Work instructions |
Write the next portion of the battery recycling text below, beginning immediately after its final sentence.
[Page extract]
Battery Recycling
Batteries are collected every two weeks on recycle day at the kerbside from on top of your black box and usually tipped into a side pod on the freighter (some are contained elsewhere). When the freighter returns to the depot they are bulked up to await collection.
How to Recycle Batteries
Many batteries can be recycled, these are shown on the back of the bag that was issued to you.
We suggest that you store your button batteries separately from your AA batteries, however on collection day pop them in the bag together and put them out for collection.
After placing your batteries in the bag please seal it by pulling off the tear off strip and folding down the flap, and then place it on top of your paper and card recycling.
What happens next?
Batteryback collect the batteries which are then sent to one of two sites in Belgium where the company REVATECH S.A. recycles them. Revatech as a company recovers and disposes of some 155,000 tonnes of dangerous and non-dangerous industrial waste annually, by mechanical, biological and physico-chemical processes.
[/Page extract]
[Recorded data]
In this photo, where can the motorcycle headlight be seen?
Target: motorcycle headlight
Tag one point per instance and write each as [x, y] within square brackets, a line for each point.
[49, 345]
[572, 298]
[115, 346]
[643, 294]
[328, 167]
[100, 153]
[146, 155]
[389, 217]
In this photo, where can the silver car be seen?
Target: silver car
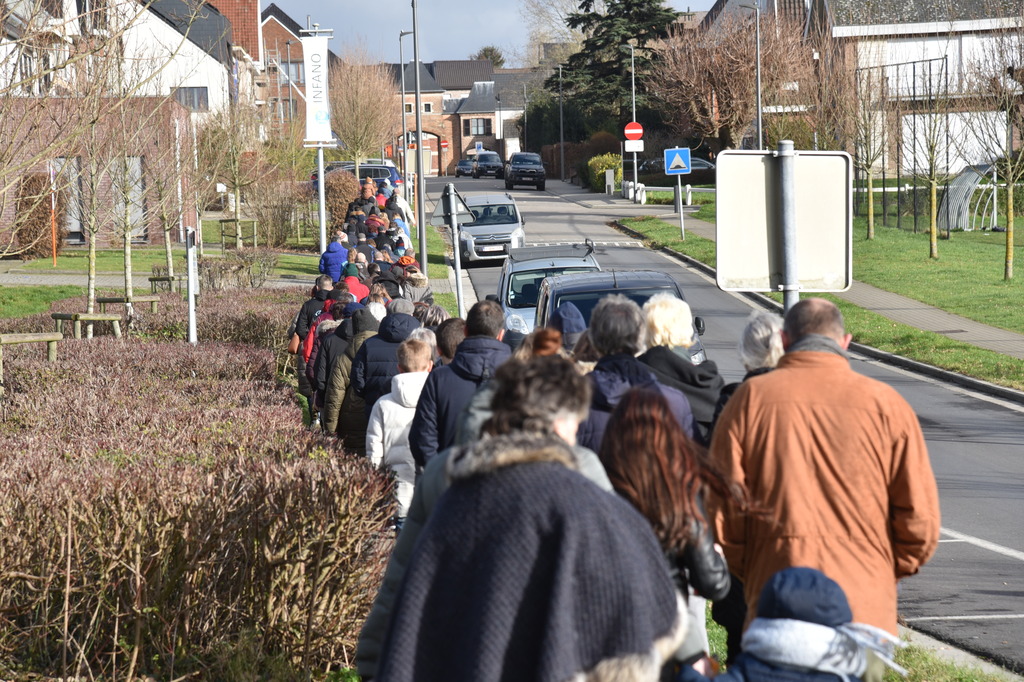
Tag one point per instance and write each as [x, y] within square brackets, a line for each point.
[497, 227]
[523, 270]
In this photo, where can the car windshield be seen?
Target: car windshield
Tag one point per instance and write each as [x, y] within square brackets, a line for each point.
[494, 214]
[586, 300]
[523, 286]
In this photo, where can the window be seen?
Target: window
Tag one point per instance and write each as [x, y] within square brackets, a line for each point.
[476, 127]
[292, 72]
[194, 98]
[91, 15]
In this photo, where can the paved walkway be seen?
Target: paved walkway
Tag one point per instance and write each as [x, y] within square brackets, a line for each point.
[895, 307]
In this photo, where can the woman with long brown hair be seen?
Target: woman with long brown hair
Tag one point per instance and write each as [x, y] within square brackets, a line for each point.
[665, 474]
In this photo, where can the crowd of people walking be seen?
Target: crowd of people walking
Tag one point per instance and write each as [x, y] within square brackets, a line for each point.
[566, 506]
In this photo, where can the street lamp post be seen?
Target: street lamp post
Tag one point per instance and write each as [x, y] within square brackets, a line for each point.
[421, 205]
[525, 116]
[757, 31]
[404, 131]
[561, 129]
[633, 78]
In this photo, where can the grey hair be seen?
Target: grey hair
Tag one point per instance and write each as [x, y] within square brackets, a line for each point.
[427, 336]
[761, 345]
[616, 326]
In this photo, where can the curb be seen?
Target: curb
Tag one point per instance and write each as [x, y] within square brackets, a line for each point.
[964, 381]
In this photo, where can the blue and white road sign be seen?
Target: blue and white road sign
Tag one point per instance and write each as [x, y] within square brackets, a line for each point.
[677, 161]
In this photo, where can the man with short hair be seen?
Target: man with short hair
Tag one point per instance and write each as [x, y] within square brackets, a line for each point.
[840, 463]
[450, 388]
[617, 331]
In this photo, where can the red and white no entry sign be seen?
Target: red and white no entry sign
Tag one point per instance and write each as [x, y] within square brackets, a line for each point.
[634, 130]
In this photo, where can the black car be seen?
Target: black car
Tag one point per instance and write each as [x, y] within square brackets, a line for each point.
[524, 168]
[488, 163]
[585, 289]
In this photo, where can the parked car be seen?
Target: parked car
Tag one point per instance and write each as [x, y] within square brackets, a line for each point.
[524, 168]
[497, 227]
[488, 163]
[519, 283]
[586, 289]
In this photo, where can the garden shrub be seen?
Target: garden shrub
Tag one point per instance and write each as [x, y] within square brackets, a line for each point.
[596, 167]
[164, 501]
[33, 224]
[340, 189]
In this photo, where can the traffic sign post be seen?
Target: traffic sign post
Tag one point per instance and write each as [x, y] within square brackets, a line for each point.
[634, 131]
[677, 162]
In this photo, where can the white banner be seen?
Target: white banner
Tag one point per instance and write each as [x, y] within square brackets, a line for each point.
[317, 105]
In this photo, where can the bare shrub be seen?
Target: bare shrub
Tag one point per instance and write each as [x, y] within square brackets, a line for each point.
[165, 506]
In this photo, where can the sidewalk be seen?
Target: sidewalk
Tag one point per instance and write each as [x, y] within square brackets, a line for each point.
[895, 307]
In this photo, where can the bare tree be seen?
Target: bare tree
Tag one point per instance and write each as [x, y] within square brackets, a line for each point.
[995, 87]
[706, 80]
[360, 115]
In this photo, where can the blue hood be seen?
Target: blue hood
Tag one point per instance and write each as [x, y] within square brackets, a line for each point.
[477, 357]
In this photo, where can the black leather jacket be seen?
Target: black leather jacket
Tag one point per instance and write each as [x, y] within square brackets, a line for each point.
[699, 565]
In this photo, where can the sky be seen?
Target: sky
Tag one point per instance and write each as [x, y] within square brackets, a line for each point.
[449, 29]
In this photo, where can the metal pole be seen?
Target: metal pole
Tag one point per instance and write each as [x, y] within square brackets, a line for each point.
[321, 181]
[679, 204]
[454, 223]
[404, 131]
[421, 206]
[525, 116]
[633, 78]
[757, 30]
[193, 281]
[787, 206]
[561, 129]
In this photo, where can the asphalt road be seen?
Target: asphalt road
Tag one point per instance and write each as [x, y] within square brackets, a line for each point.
[972, 592]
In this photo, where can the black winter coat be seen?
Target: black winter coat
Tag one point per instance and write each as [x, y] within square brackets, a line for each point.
[449, 390]
[699, 383]
[308, 312]
[377, 360]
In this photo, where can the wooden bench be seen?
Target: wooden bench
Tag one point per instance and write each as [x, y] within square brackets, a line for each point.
[78, 317]
[50, 339]
[153, 300]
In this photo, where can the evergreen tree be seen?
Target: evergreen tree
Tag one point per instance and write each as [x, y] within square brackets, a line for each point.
[598, 77]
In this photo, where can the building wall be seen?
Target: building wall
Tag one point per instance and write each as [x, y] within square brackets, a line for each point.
[246, 25]
[289, 103]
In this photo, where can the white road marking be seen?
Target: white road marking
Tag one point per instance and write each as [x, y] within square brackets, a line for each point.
[984, 544]
[1009, 616]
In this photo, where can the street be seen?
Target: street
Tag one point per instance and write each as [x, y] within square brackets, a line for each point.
[972, 592]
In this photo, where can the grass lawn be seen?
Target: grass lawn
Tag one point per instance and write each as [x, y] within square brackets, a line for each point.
[985, 302]
[22, 301]
[110, 260]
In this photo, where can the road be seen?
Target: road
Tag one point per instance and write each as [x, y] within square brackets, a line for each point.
[972, 592]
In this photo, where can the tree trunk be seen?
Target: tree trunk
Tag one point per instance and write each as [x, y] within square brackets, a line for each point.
[238, 218]
[870, 204]
[933, 221]
[1008, 271]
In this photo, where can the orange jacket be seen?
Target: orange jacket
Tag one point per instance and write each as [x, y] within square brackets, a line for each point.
[840, 462]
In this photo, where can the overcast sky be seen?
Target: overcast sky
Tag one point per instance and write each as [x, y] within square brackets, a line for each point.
[449, 29]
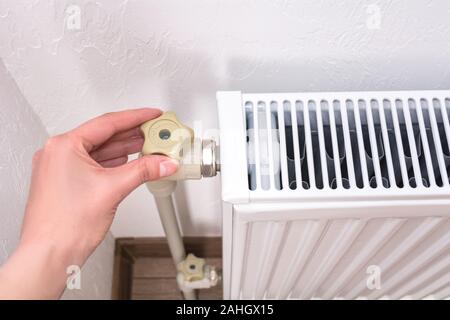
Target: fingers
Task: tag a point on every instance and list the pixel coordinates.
(98, 130)
(116, 149)
(147, 168)
(131, 133)
(112, 163)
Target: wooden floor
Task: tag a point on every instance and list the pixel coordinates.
(143, 267)
(154, 278)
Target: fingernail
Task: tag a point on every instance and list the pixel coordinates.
(168, 167)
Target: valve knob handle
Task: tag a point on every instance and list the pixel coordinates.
(166, 135)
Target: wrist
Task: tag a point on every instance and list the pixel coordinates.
(35, 271)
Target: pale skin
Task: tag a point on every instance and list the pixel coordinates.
(79, 178)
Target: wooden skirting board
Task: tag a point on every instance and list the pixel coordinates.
(143, 268)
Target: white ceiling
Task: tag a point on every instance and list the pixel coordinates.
(176, 54)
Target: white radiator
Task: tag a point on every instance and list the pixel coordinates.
(335, 195)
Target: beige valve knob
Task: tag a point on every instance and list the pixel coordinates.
(167, 136)
(192, 268)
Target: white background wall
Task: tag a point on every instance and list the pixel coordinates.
(175, 54)
(21, 134)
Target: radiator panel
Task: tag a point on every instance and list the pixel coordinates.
(329, 259)
(323, 190)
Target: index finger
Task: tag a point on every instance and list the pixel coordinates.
(100, 129)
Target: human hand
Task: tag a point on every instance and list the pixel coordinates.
(78, 180)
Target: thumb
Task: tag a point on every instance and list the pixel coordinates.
(146, 168)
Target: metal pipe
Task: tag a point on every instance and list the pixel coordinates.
(169, 222)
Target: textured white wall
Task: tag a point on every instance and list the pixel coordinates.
(21, 134)
(176, 54)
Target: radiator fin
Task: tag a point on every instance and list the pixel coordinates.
(347, 143)
(328, 259)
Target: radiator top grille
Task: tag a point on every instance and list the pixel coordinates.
(337, 141)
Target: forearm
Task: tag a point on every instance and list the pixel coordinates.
(34, 271)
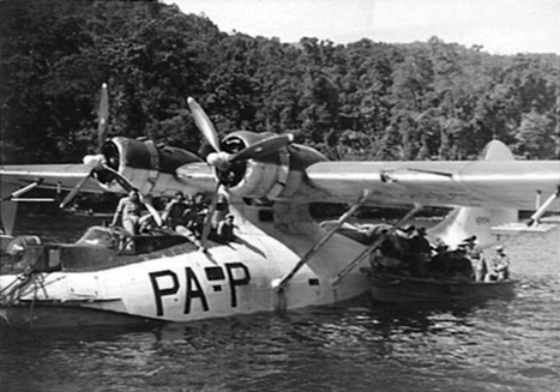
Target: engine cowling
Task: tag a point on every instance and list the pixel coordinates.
(151, 169)
(280, 175)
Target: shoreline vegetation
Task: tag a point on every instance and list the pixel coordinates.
(360, 101)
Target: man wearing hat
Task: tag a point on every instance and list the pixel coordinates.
(499, 268)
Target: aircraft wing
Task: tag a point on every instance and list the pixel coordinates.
(58, 176)
(489, 184)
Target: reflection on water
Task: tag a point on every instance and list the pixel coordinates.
(495, 346)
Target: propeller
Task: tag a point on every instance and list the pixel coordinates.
(222, 161)
(103, 116)
(98, 163)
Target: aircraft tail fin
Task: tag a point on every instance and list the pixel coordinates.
(464, 222)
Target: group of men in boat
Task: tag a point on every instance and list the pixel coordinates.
(409, 252)
(185, 215)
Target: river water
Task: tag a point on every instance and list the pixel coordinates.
(501, 345)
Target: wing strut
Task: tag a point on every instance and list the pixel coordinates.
(371, 248)
(25, 189)
(279, 284)
(542, 209)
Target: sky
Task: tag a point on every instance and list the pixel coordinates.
(500, 26)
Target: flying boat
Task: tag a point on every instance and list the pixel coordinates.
(280, 258)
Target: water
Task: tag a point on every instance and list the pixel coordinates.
(509, 345)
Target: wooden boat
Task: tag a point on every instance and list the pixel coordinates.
(386, 287)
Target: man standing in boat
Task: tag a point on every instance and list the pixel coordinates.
(478, 260)
(499, 268)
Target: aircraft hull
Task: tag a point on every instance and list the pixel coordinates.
(178, 286)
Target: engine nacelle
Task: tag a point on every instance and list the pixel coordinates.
(152, 170)
(280, 175)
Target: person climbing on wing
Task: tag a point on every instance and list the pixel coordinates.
(225, 228)
(177, 216)
(129, 209)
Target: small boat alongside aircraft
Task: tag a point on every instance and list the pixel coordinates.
(280, 258)
(403, 289)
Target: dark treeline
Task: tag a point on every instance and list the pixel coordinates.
(364, 100)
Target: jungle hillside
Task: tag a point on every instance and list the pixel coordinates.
(360, 101)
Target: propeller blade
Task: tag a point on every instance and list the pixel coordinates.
(103, 115)
(75, 190)
(123, 182)
(204, 124)
(263, 148)
(208, 218)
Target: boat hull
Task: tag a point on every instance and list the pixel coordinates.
(394, 288)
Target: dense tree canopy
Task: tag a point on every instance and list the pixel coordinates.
(364, 100)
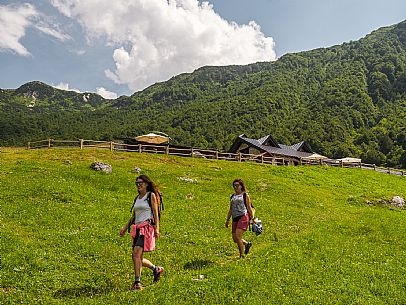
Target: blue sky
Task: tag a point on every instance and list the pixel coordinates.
(122, 46)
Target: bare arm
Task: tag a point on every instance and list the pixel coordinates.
(249, 208)
(154, 205)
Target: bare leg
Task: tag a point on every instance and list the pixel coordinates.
(147, 263)
(137, 260)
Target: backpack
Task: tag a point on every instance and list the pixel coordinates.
(160, 208)
(244, 196)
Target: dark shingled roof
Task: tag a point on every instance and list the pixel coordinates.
(268, 145)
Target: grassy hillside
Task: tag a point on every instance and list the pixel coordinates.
(322, 244)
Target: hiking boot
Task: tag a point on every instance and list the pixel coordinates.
(136, 286)
(247, 247)
(157, 273)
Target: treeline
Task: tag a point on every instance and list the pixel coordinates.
(346, 100)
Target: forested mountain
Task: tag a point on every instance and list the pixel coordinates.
(345, 100)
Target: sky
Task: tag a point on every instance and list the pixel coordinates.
(118, 47)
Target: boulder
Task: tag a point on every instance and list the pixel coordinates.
(100, 166)
(398, 202)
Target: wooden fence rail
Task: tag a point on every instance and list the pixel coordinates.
(202, 153)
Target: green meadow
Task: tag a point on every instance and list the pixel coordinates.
(327, 239)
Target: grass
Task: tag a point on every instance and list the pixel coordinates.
(322, 244)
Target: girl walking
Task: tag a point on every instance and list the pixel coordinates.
(241, 211)
(144, 225)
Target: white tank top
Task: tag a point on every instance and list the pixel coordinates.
(142, 209)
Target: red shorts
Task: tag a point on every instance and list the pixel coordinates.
(241, 223)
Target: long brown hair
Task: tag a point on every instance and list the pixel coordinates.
(243, 188)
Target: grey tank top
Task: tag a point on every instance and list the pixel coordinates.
(237, 205)
(142, 210)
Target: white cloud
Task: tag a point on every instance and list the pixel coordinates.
(157, 39)
(13, 23)
(65, 86)
(14, 20)
(105, 93)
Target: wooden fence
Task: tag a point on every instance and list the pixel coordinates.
(203, 153)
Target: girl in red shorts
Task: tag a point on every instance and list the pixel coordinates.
(241, 211)
(144, 225)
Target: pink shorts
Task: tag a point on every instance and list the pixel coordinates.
(242, 223)
(146, 230)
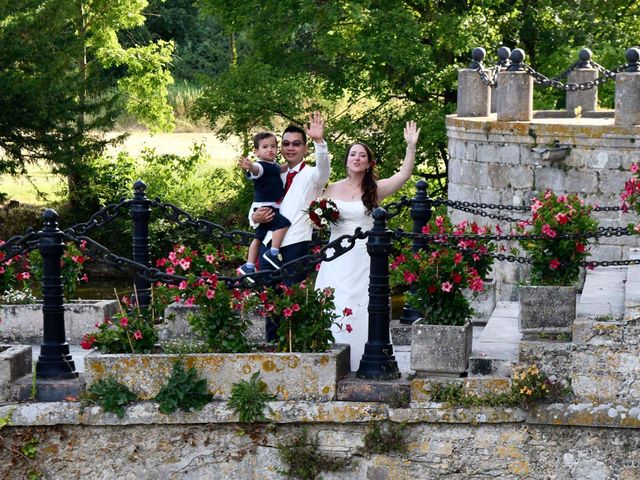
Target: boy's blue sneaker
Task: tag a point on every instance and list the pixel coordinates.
(275, 260)
(245, 270)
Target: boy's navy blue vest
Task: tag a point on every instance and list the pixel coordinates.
(268, 188)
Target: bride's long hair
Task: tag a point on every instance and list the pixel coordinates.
(368, 186)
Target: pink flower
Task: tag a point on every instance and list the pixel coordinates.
(410, 277)
(548, 231)
(87, 341)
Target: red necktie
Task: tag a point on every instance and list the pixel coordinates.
(289, 180)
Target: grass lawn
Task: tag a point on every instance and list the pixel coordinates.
(25, 188)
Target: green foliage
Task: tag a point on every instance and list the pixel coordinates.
(304, 459)
(556, 261)
(111, 395)
(249, 399)
(390, 437)
(183, 390)
(65, 78)
(305, 316)
(528, 387)
(132, 330)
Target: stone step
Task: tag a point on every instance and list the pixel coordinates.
(603, 294)
(496, 349)
(632, 288)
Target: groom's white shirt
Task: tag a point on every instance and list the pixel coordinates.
(306, 186)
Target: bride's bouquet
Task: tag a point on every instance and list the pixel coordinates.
(322, 213)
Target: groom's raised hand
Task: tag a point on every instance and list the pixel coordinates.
(315, 129)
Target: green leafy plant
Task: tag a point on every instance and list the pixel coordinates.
(385, 438)
(217, 316)
(305, 316)
(556, 261)
(183, 390)
(111, 395)
(440, 273)
(249, 399)
(304, 459)
(132, 330)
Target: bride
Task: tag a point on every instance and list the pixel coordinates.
(356, 197)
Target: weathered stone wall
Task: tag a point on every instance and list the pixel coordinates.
(492, 162)
(555, 443)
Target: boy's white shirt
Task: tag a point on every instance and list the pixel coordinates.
(307, 185)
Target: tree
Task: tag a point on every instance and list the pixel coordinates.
(374, 64)
(65, 78)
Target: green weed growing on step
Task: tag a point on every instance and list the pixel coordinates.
(183, 390)
(249, 399)
(304, 459)
(385, 438)
(111, 395)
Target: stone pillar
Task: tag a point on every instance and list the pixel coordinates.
(474, 96)
(585, 100)
(474, 88)
(515, 91)
(628, 91)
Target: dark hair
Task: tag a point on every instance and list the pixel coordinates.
(369, 186)
(296, 129)
(261, 136)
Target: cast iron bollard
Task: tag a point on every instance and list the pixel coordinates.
(420, 214)
(140, 214)
(54, 360)
(378, 361)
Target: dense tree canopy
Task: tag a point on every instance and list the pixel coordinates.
(374, 64)
(65, 78)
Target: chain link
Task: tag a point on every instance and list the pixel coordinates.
(101, 217)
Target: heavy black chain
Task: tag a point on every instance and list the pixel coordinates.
(19, 245)
(102, 217)
(394, 209)
(184, 219)
(545, 81)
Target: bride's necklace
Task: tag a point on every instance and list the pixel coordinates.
(355, 189)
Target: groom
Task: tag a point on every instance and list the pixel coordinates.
(303, 183)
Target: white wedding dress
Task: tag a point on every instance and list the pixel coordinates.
(349, 276)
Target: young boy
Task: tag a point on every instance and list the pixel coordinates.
(268, 192)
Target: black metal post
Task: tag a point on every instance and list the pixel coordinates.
(140, 214)
(420, 214)
(378, 361)
(54, 360)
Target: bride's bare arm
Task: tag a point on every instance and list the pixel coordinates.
(388, 186)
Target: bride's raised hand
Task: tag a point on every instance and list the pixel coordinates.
(411, 133)
(315, 129)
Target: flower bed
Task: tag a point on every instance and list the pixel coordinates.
(291, 376)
[/Recorded data]
Exercise response |
REVABAT® is a wet recycling process for alkaline and zinc-carbon batteries. This process, developed by REVATECH, is used to recycle the magnetic (steel) and non-magnetic (zinc and brass) metal fractions, recycle the different components of the "black mass" (zinc, carbon and manganese), and reprocess the plastics. The overall recycling rate is at least 55% of the gross weight of the batteries treated, and is well within the norms contemplated by the European Commission.
The chart below shows the simplistic method of the process followed to recycle as much as possible.
You can find Batteryback in many supermarkets
It is important to recycle batteries as careless disposal of batteries is hazardous to the environment. The toxic substances can seep into the water supply causing serious health problems.